- EXERCISE MATERIALS -
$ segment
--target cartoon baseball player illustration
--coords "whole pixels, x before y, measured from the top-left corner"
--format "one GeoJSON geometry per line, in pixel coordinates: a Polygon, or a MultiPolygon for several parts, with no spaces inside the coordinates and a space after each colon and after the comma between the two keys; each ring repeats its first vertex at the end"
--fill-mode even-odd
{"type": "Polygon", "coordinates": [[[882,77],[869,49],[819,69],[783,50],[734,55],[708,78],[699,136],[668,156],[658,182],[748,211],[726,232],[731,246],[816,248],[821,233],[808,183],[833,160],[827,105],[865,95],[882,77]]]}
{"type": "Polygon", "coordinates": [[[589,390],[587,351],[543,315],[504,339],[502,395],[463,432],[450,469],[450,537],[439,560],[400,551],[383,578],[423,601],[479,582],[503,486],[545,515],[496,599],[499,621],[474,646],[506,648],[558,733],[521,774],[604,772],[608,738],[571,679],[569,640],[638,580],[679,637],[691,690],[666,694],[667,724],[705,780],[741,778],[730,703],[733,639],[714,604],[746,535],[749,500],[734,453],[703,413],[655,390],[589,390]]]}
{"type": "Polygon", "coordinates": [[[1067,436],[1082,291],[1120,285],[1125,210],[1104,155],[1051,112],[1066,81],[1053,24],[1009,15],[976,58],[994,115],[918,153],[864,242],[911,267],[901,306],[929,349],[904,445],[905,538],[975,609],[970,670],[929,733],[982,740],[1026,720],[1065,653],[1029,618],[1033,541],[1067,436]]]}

- TASK DETAILS -
Set down no line except those from the one with "GeoJSON geometry per" to the last line of the data, inclusive, each exactly as written.

- ANSWER SECTION -
--format "one GeoJSON geometry per line, in pixel coordinates: a Polygon, or a MultiPolygon for several parts, with no spaces inside the coordinates and a space after each colon and after the comma between the two keys; each ring repeats its first vertex at the end"
--fill-mode even-odd
{"type": "Polygon", "coordinates": [[[882,77],[869,49],[819,69],[783,50],[734,55],[708,78],[699,136],[668,156],[658,182],[748,211],[726,232],[731,246],[816,248],[821,233],[808,183],[833,160],[827,105],[865,95],[882,77]]]}
{"type": "Polygon", "coordinates": [[[589,390],[587,351],[543,315],[504,339],[502,395],[463,432],[450,469],[450,537],[439,560],[400,551],[383,578],[423,601],[479,582],[503,486],[545,515],[496,599],[499,621],[474,646],[506,648],[558,733],[521,774],[604,772],[608,738],[571,679],[569,640],[638,580],[679,637],[691,690],[666,694],[667,724],[705,780],[741,778],[730,703],[733,639],[714,604],[746,535],[749,500],[734,453],[703,413],[655,390],[589,390]]]}
{"type": "Polygon", "coordinates": [[[1067,436],[1082,291],[1120,285],[1125,210],[1104,155],[1051,112],[1066,81],[1053,24],[1009,15],[976,58],[994,115],[918,153],[864,242],[911,267],[901,306],[929,349],[904,445],[905,538],[975,609],[970,670],[929,733],[982,740],[1026,720],[1065,653],[1029,618],[1033,541],[1067,436]]]}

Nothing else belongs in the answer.